Fragmento proporcionado:
┌──
Cuando a mi abuela, por segunda vez en la vida, volvió a quedarle nada en un lugar —sus patrones la corrieron de un día para otro por el hecho natural de que su hija había crecido lo suficiente para cuidarse sola— mi mamá viajó a Houston para devolverla a México. No imagino el sentimiento de una mujer que había pasado más de una década fuera de su tierra, trabajando como lo hacía, encerrada en la casa de unos gringos extraños durante una semana, saliendo a pasear con su hermana los fines de semana como única distracción y extrañando a su hija frente al mar sucio del Golfo de México. Tampoco imagino lo que significó convertir sus ahorros en pesos, el saldo de toda una vida, y administrar el último trecho de su futuro con un fondo para el retiro comprometido e insuficiente de antemano. Cuando volvieron juntas, madre e hija cansadas de un vuelo que en realidad era corto, ahí estaba yo en la terminal internacional de la ciudad de México. No sabía que en el fondo el cansancio no era producto del vuelo sino de una enfermedad acabada de llegar. Durante casi una década viví de cerca el peor lado de esa enfermedad, pero también conocí a una persona cargada de sabiduría popular, que nos sorprendía con sus dichos siempre, como si los pronunciara por primera vez cuando de hecho los repetía a menudo. Era porque sabía el momento preciso para decirlos pues contaba con la prudencia de la gente de antes, que callaba antes de no saber lo que decía. Murió en 2010 cuando para mí no había futuro ni en la escuela ni en ningún trabajo. Su deceso, como todo misterio trágico, fue un parteaguas para la vida de un desorientado. Dos meses después inicié una nueva vida, si puede considerarse así a encontrar un empleo que nadie más quería pero había que cubrir. Me permitiría la estabilidad relativa con la que vive un estudiante de universidad en un país tercermundista.

Cuando era niño también soñaba con hacer amigos. No me refiero a tenerlos sino a “hacerlos”. Crecí con poca familia, rodeado de primos lo suficientemente mayores como para considerarse tíos y sin hermanos durante los primeros años. Por eso pensar en ir a Estados Unidos era más que el trámite de subirse en un avión y trasladarse a otro lugar, significaba la oportunidad inmediata de querer a alguien. Así lo veía yo aunque, por otra parte, ahora suene demasiado melodramático. El plan era abordar con mi mamá ese vuelo que la llevó a Houston cuando yo tenía 11 años. No sucedió. Hasta 2015 conocí a la familia que no visité en la única oportunidad que hubo de hacerlo, antes que el 9/11 modificara la seguridad en la inmigración y la transportación hacia el imperio. Cuando hace unos días visité como turista el memorial ubicado donde antes estuvieron las Torres Gemelas, tomé una  foto a uno de los nombres inscritos en el borde de una de las dos enormes caídas de agua. En Internet conocí la biografía de la sobrecargo de origen asiático que alertó del secuestro de uno de los dos fatídicos aviones. Esto lo cuento al margen justo antes de subirme a otro avión para regresar a mi país. Quince años después del plan original, vine a conocer a mi familia de Houston. Probablemente esto compruebe que planear no cuesta nada y tampoco garantiza nada.
└──
Tarea 1:
Responde según el relato sobre la abuela y Houston:
(a) ¿En qué año murió la abuela?
(b) ¿Qué edad tenía quien narra cuando iba a tomar con su mamá el vuelo a Houston?
(c) ¿En qué año conoció por fin a su familia de Houston?
Tarea 2: ¿Cómo seguiría el relato sobre la abuela y Houston? Continúalo a partir de su última oración.

Material suministrado:
┌──
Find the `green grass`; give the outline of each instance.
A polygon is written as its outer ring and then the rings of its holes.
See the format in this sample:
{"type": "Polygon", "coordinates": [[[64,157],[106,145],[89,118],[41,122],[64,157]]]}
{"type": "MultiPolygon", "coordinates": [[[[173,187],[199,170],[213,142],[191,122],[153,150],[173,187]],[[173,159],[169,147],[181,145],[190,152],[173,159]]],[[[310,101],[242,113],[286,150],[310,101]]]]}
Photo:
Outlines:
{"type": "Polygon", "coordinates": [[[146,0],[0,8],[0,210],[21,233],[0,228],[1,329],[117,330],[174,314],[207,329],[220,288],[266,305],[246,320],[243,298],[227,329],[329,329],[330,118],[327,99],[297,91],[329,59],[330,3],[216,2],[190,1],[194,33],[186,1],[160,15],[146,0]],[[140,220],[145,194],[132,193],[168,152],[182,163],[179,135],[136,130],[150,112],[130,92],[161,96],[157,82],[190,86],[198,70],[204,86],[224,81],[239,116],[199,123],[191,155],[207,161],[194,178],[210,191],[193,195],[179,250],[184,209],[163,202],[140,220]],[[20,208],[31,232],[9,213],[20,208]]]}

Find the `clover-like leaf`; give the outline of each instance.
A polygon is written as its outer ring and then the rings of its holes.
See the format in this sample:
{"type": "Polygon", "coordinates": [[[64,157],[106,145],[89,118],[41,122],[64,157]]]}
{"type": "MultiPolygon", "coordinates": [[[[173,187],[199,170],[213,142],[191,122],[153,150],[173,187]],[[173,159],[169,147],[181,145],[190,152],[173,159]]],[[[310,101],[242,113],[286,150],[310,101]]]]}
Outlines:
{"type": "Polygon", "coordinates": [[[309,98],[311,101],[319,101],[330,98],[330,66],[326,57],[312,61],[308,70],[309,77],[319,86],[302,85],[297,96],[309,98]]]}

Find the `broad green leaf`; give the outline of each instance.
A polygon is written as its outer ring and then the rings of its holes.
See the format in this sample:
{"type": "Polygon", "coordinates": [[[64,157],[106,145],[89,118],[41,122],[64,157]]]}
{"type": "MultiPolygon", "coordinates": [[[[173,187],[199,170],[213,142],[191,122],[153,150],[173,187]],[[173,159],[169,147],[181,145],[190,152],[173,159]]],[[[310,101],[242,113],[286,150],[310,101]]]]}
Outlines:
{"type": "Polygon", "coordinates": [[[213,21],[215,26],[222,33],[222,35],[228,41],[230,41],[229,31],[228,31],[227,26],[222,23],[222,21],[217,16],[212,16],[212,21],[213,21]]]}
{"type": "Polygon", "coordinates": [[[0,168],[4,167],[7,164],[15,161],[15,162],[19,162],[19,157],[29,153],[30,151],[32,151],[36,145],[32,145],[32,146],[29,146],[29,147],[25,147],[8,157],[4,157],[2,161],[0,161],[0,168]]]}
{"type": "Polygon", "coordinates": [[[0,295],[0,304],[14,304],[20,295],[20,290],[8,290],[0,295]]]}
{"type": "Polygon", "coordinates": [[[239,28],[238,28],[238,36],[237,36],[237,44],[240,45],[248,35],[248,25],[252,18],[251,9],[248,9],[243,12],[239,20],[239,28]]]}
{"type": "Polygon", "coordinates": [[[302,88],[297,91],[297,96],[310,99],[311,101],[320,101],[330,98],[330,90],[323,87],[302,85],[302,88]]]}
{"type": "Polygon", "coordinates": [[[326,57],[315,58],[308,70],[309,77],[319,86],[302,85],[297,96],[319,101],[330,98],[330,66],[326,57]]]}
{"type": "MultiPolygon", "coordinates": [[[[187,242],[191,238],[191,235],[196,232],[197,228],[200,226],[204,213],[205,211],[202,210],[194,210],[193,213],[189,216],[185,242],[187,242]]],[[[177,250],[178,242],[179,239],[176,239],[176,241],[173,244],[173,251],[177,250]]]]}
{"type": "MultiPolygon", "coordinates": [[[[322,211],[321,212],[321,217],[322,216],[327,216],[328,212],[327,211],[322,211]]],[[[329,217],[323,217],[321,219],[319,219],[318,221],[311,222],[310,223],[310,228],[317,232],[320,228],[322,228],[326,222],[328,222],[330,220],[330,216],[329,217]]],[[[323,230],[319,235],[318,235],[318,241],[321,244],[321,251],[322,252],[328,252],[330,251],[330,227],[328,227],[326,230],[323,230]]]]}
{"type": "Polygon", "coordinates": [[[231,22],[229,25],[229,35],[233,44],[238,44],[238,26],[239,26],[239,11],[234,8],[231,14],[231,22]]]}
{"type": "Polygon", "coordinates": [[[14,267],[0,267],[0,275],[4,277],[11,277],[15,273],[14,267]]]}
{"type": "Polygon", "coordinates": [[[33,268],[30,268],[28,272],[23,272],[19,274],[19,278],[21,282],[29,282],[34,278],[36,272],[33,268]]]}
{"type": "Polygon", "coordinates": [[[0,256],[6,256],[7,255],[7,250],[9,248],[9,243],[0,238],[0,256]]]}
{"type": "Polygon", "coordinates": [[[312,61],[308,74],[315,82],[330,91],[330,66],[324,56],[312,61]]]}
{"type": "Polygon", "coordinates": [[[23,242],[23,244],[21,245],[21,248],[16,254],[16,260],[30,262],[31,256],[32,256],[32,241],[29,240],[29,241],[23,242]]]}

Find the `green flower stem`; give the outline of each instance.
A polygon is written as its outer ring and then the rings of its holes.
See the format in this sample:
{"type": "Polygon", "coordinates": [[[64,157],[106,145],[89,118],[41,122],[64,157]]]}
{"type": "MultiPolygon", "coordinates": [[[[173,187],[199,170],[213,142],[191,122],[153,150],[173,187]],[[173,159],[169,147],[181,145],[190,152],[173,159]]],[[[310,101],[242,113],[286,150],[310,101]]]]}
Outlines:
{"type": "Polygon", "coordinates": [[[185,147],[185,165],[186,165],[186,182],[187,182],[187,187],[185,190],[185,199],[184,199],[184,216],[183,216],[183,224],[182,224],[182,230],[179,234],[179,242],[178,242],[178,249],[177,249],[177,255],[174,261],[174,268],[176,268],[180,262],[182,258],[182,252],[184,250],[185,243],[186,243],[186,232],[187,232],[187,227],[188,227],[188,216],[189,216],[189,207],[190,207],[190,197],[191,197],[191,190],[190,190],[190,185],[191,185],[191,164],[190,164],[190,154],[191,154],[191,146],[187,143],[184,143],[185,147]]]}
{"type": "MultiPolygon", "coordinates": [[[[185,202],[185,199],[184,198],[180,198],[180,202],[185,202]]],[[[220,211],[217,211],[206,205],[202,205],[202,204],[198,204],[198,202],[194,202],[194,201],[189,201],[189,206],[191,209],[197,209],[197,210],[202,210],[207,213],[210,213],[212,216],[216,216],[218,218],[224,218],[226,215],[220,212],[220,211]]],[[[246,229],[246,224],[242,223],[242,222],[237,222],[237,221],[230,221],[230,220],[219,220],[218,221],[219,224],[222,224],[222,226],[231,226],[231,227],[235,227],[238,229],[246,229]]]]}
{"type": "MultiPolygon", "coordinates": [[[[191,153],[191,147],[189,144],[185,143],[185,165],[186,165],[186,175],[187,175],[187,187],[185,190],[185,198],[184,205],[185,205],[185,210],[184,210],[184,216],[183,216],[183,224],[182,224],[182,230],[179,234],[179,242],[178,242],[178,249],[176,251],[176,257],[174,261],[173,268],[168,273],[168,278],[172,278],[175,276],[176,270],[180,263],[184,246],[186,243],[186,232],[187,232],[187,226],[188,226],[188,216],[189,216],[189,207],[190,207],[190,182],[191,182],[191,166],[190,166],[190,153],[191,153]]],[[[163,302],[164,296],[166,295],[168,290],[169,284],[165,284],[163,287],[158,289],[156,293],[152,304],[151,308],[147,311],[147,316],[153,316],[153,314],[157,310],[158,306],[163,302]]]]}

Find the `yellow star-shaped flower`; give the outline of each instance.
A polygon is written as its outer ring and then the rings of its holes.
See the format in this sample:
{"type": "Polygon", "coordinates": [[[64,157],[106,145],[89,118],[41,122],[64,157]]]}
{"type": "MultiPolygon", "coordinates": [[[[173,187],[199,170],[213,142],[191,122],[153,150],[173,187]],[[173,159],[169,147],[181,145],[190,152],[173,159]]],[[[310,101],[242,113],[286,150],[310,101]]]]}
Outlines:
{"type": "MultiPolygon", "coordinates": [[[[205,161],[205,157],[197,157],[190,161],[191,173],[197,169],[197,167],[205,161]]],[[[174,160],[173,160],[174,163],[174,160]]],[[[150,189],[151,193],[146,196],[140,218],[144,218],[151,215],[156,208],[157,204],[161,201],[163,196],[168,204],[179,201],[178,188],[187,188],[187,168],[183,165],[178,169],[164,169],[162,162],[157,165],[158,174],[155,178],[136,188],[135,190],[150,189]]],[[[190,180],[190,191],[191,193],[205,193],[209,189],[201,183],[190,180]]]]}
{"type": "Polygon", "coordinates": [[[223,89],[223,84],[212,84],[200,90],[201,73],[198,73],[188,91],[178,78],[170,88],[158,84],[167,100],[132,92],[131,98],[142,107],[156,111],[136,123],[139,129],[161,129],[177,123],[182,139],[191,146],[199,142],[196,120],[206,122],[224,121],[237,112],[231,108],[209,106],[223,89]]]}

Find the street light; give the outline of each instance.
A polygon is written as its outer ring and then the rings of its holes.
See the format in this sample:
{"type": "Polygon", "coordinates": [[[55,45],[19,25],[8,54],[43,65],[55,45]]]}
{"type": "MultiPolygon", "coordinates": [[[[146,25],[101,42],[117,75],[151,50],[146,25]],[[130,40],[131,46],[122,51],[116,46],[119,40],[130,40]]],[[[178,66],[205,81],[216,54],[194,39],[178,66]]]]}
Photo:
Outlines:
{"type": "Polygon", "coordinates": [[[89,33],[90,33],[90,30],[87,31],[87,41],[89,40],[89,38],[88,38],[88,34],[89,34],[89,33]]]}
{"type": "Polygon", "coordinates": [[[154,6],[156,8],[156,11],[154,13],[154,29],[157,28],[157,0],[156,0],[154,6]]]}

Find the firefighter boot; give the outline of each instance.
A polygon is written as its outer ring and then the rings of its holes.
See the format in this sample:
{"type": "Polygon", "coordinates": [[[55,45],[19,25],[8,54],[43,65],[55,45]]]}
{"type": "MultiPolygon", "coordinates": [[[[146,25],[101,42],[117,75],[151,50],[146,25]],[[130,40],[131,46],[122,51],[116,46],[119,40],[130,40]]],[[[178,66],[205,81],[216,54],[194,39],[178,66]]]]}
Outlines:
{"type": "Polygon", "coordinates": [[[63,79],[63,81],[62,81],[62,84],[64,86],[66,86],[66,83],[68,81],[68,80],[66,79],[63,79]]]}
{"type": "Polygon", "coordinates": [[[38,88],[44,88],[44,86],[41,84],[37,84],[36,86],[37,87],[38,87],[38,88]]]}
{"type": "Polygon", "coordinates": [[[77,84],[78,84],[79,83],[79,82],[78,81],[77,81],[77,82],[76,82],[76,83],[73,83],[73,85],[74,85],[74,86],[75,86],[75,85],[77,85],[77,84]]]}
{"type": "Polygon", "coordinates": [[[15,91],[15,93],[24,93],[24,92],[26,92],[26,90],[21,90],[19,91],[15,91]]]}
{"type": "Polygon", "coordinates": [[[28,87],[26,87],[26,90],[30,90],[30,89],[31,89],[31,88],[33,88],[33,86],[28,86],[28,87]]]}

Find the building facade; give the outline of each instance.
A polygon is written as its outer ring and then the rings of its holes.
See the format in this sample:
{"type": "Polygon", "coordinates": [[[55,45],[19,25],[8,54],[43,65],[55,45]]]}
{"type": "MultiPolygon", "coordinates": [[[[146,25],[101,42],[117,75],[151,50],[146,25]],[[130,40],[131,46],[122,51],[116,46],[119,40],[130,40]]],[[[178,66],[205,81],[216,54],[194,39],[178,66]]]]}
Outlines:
└──
Resultado 1:
(a) En 2010.
(b) 11 años.
(c) En 2015.

Resultado 2:
Hace muchos años un primo hermano de mi mamá, cuyo padre nació en la Costa de Oaxaca, probó suerte en estos rumbos, ahí está el origen de la historia. Su tía le ofreció en una corta frase probar el sueño americano: ¿Te quieres ir para Houston? Le dijo en el funeral de su padre, quien más que la figura de autoridad familiar fue un ejemplo de lo que no debía hacerse cuando de por medio hay que sacar adelante a los niños. Hablé con él en esta visita. Al terminar cada intervención de la plática ligera añadió un “man” provisto de una amabilidad difícil de ser discutida. La simpleza también puede ser honesta y afectuosa. Fernando me mostró en un par de horas el espejo en el cual, a cierta edad, las personas se reflejan, creyendo ser ellas mismas aunque haya transcurrido ya tantos años que sea tan difícil y extraño reconocerse. Todo el tiempo afable, me contó la historia de cuando una caravana de tíos y primos visitó Zipolite. Sobrevivieron a manejar desde Texas hasta Oaxaca, sobrellevando la frontera, el centro del país y la costa de Guerrero. Ahí, en una de las pocas playas oficialmente nudistas, encontraron el atardecer más hermoso que hayan visto. La familia había avanzado bajo la lógica de lo espontaneo, que permite toda clase de eventos inesperados y arriesga sin saber que va a ganar. Sillas plegables, hieleras, comida recién hecha con las cocineras de la playa, aquello era el fin de semana soñado por todos. Los hijos adolescentes, las figuras de autoridad maduras, todos habían logrado un objetivo que nadie se fijó: Unidad.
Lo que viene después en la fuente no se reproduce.